> Texto do documento
==================================================

Mais tarde, em 1944, fomos apresentados pelo matemático John von Neumann (1903-1957) e pelo economista Oskar Morgenstern (1902-1977) a tão famosa Teoria dos Jogos, cujo leitor curioso pode conhecer mais no artigo dos nossos amigos do PorQue.com (Entenda o que é a Teoria dos Jogos).

Enfim, há diversos outros famosos economistas que lançaram mão da matemática para desenvolver suas contribuições para a ciência, como Irving Fisher (1867-1947), Frank Ramsey (1903-1930), Paul Samuelson (1915-2009), Wassily Leontief (1906-1999), Kenneth Arrow (1921-2017), Robert Solow (1924), além de tantos outros.

Mas, afinal de contas, o que é a matemática e o que ela tem a haver com a economia? Sendo ela a forma essencial de análise lógica, realizada com utilização de números e símbolos, que lança mão do processo dedutivo, levando suas conclusões de resultados particulares para o geral de casos da mesma natureza, tem tudo a haver. Sem ela não haveria como evidenciar vários temas da economia tais como: equações do equilíbrio produto x consumo, os conjuntos, as relações, as funções, o teorema do valor médio, as séries temporais, os cálculos diferenciais e infinitesimais, por exemplo, nem como desenvolver gráficos, derivadas, logaritmos, integrais etc.

Veja, caro leitor, todas as fórmulas empregadas: derivadas, funções de otimização, espaço discreto, limites e integrais são na realidade ferramentas do economista, são formas que buscam dar harmonia e clarividência para uma realidade que, sabidamente, é complexa e caótica, e, claro, trata-se de relações entre pessoas e relações líquidas. Mas caso não saibam, até o caos pode ser modelado [1].

E desse bojo de fatores, a matemática passou a ter um papel importante não só no momento da construção de cenários e constatações da situação atual, mas também para compreender como chegamos até aqui e, principalmente, quais são as projeções para os próximos anos ou décadas, considerando tudo mais constante (ceteris paribus).

==================================================

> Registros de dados
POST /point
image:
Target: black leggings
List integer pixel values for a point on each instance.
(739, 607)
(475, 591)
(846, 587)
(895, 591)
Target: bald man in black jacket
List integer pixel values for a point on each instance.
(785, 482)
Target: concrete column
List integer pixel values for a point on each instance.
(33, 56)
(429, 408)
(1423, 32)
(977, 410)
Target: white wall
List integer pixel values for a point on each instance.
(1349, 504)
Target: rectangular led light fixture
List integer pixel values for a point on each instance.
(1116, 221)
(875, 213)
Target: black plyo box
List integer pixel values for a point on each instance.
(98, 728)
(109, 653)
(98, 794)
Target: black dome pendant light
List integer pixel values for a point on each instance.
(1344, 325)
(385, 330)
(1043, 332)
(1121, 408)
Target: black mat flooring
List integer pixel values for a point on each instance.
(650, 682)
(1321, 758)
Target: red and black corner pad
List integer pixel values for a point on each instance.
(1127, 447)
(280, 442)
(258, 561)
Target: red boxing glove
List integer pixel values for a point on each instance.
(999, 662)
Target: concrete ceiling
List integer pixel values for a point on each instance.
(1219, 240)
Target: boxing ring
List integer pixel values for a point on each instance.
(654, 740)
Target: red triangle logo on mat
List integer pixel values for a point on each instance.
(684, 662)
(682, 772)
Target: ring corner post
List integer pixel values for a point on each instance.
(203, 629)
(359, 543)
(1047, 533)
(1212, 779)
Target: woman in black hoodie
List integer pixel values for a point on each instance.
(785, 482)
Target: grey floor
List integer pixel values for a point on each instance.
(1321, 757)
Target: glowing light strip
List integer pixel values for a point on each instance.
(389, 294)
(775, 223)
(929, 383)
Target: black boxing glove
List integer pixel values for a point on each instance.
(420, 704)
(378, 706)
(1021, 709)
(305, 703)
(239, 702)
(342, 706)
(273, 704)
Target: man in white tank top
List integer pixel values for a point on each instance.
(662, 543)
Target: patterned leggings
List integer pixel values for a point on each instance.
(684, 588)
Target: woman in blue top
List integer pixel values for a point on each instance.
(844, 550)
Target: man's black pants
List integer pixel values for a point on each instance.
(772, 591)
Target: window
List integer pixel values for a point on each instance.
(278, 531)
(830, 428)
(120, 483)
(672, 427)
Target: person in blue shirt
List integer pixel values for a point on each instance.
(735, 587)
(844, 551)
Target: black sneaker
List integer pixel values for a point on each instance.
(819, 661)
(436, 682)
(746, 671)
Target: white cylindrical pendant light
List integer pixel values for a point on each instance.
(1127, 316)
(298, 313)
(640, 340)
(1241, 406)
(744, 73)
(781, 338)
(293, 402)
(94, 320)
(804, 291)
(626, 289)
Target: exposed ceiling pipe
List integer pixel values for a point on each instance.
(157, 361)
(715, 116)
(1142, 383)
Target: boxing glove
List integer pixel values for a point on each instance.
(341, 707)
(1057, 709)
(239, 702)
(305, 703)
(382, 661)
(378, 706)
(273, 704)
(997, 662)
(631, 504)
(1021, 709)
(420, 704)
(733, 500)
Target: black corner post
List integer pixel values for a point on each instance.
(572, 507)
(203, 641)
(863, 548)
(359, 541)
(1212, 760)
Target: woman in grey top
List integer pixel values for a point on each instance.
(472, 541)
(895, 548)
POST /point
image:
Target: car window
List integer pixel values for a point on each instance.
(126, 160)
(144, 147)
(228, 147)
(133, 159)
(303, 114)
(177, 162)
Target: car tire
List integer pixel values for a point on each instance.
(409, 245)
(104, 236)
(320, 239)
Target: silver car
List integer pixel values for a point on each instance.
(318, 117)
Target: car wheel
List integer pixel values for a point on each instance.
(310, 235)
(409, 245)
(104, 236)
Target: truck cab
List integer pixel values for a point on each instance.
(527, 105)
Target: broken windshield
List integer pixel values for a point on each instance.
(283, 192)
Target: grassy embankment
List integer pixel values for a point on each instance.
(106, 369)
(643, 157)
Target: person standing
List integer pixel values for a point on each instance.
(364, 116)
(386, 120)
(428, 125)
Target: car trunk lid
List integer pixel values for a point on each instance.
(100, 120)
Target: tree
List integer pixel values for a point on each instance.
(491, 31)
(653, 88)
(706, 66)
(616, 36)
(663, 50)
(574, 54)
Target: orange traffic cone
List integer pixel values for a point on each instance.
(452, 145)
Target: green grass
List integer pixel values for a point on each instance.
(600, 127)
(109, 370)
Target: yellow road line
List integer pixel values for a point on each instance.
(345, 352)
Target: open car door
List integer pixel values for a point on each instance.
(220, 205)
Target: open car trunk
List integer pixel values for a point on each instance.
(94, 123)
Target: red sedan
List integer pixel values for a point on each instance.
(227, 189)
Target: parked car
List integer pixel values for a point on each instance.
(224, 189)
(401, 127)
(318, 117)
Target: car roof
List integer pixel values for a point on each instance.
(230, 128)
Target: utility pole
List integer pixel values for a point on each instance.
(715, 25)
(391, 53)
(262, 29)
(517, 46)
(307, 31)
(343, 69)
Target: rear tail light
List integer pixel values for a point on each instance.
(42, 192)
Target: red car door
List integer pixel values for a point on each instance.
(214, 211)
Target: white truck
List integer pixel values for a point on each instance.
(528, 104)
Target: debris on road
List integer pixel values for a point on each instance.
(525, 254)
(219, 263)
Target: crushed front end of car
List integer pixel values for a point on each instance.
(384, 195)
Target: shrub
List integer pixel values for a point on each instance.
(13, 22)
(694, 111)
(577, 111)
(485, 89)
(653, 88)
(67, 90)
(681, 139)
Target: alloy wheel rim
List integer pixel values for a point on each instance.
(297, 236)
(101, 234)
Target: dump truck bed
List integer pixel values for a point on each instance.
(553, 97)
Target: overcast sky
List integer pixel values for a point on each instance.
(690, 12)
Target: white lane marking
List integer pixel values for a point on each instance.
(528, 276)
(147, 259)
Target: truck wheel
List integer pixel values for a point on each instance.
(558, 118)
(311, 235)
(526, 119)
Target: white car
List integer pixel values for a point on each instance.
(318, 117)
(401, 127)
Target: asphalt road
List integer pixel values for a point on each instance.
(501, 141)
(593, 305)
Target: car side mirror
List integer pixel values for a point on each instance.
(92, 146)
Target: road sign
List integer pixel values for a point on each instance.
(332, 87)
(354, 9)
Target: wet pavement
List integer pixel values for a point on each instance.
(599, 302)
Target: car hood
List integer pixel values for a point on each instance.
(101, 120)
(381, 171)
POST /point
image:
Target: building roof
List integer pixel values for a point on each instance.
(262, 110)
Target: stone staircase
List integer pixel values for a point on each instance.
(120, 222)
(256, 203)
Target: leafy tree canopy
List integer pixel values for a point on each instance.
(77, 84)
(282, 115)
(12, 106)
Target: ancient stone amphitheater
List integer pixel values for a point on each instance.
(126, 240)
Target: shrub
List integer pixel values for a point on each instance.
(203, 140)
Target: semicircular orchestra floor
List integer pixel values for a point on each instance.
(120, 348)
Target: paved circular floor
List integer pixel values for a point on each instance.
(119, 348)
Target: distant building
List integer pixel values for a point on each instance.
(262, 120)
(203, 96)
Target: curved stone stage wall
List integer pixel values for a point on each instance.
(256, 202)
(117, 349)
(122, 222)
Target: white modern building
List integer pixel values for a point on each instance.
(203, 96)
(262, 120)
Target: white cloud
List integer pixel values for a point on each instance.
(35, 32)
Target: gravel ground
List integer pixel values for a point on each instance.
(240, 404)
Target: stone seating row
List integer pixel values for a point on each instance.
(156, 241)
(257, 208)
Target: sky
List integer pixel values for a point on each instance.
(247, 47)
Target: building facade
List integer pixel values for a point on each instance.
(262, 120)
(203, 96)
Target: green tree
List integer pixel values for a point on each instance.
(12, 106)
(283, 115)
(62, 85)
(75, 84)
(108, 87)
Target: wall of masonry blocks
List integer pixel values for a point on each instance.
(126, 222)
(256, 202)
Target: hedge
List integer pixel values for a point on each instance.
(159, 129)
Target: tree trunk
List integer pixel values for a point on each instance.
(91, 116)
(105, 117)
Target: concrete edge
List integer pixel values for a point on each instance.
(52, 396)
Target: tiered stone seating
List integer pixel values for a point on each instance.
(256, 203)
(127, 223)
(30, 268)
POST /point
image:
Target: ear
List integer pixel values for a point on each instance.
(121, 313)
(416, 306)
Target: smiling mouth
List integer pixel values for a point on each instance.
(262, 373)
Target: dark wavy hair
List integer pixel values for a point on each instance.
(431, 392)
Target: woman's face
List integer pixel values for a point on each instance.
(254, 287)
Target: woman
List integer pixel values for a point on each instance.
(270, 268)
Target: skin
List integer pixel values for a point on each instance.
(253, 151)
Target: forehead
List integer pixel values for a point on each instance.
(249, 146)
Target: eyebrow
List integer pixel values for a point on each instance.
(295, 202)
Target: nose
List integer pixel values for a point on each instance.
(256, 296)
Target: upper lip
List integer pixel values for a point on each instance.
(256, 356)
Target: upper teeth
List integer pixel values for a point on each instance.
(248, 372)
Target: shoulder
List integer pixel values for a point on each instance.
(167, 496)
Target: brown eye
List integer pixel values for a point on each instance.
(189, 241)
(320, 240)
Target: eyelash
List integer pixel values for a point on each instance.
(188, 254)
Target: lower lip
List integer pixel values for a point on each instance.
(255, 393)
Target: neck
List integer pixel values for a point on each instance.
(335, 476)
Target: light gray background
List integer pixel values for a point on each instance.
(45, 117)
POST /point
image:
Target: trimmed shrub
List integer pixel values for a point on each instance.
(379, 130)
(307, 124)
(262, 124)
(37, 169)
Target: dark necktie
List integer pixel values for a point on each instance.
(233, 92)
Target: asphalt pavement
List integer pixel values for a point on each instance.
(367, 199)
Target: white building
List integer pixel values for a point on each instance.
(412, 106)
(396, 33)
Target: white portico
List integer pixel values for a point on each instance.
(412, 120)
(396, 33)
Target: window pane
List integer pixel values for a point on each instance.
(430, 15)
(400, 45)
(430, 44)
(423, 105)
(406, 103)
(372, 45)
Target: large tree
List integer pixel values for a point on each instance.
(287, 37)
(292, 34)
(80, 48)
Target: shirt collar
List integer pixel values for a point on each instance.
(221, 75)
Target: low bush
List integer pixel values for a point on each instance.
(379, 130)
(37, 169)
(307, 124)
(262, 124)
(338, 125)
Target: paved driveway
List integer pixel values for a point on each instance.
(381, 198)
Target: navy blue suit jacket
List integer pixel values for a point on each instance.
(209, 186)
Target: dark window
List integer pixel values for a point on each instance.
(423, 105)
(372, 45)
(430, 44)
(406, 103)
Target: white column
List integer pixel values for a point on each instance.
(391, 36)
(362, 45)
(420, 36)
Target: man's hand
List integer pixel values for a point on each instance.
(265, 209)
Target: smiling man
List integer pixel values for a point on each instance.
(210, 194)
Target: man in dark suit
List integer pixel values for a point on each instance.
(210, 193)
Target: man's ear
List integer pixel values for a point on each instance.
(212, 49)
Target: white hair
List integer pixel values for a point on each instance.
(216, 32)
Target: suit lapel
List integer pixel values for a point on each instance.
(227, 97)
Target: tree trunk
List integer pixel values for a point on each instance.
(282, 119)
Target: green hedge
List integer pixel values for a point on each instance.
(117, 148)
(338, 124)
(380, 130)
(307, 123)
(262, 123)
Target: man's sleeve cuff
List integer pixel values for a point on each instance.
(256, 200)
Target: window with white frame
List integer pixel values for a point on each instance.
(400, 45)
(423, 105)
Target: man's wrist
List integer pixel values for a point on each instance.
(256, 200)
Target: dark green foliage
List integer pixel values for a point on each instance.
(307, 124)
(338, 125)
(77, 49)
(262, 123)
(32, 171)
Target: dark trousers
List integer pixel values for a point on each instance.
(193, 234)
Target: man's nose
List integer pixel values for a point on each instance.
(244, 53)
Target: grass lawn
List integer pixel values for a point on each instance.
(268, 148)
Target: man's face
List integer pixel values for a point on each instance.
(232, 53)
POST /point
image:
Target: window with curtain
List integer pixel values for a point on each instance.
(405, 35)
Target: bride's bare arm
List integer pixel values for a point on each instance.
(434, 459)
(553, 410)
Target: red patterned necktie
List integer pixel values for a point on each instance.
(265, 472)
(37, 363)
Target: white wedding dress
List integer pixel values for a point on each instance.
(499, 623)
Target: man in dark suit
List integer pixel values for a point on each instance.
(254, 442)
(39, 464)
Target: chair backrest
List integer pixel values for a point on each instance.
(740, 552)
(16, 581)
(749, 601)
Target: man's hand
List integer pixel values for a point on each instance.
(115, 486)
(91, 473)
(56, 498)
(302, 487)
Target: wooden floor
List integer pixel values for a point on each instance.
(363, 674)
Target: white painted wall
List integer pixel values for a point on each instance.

==================================================

> Instruções da tarefa
Reproduza sem alterações o trecho do texto sobre matemática e economia que se inicia com as palavras "Mais tarde, em" e vai até "Teoria dos Jogos).".

> Solução do exercício
Mais tarde, em 1944, fomos apresentados pelo matemático John von Neumann (1903-1957) e pelo economista Oskar Morgenstern (1902-1977) a tão famosa Teoria dos Jogos, cujo leitor curioso pode conhecer mais no artigo dos nossos amigos do PorQue.com (Entenda o que é a Teoria dos Jogos).